*Excerpted text*
START

Then, there is the information we haven’t had to deal with before. For this, we have a mind which ponders the information seeking to make sense of it. We describe this as rational thought, and it enables us to solve problems and make decisions we’ve not experienced before.

But there is a problem.

With all that intuitive experience, processing information should be easy. But it’s not. It is hard because we live in a complex world where the only certainty is uncertainty. This force of nature is entropy, and we humans spend most of our lives fighting it.

What it means is that we process information through reasoned thought and intuition. In fact, within your head, a battle rages constantly between these two systems as each grapple to take the lead. Intuition is fast, while rational thought is slow. Thus, each system will look to exploit its strengths when it can.

It certainly makes processing information interesting!

Outcome

At the end of every decision is an outcome.

An outcome is the consequence of the information you assess and the actions that follow. In order to deliver the right actions, it helps if you are aware of the outcome you want to affect. It is a bit like an equation.

Outcome = information + action

I’m wary of this because each of these three elements is unstable and therefore easily changed. Treating any of them as absolute carries significant risk, especially the outcome. The problem is that many of us have high expectations of the outcome, so we tend to focus on it more than we should.

Businesses fall into this trap all the time.

END

*Data records*

START

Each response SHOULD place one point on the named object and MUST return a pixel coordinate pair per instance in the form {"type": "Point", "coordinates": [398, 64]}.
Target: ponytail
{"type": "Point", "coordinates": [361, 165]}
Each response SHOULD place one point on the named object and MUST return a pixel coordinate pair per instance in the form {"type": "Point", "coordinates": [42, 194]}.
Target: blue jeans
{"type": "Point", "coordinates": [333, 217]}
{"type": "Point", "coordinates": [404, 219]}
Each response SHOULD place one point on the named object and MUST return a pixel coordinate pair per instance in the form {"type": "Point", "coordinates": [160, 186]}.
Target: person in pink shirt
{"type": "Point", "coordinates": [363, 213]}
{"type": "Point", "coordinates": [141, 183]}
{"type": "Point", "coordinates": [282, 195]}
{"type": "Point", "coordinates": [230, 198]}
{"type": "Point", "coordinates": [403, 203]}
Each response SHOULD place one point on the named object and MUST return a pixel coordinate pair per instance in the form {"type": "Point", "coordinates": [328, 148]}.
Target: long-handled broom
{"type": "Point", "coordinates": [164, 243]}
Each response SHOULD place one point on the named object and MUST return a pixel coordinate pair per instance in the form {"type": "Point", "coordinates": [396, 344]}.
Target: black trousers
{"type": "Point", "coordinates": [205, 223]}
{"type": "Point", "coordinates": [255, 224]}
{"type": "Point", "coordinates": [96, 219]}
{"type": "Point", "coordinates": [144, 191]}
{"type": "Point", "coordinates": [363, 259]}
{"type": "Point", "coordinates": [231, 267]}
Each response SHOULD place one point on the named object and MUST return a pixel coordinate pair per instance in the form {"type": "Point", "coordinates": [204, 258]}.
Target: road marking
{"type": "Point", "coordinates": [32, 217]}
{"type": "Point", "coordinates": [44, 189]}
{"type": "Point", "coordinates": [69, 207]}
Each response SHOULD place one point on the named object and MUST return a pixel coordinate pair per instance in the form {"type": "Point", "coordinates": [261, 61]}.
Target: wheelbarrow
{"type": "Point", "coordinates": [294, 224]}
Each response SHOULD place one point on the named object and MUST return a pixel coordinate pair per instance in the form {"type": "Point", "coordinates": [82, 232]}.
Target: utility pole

END

*Problems*
[1] Translate the sentence "At the end of every decision is an outcome." from the passage on processing information into Spanish.
[2] Extract each line of the entries above that includes the word "Target".

*Complete answers*
[1] Al final de cada decisión hay un resultado.

[2]
Target: ponytail
Target: blue jeans
Target: person in pink shirt
Target: long-handled broom
Target: black trousers
Target: road marking
Target: wheelbarrow
Target: utility pole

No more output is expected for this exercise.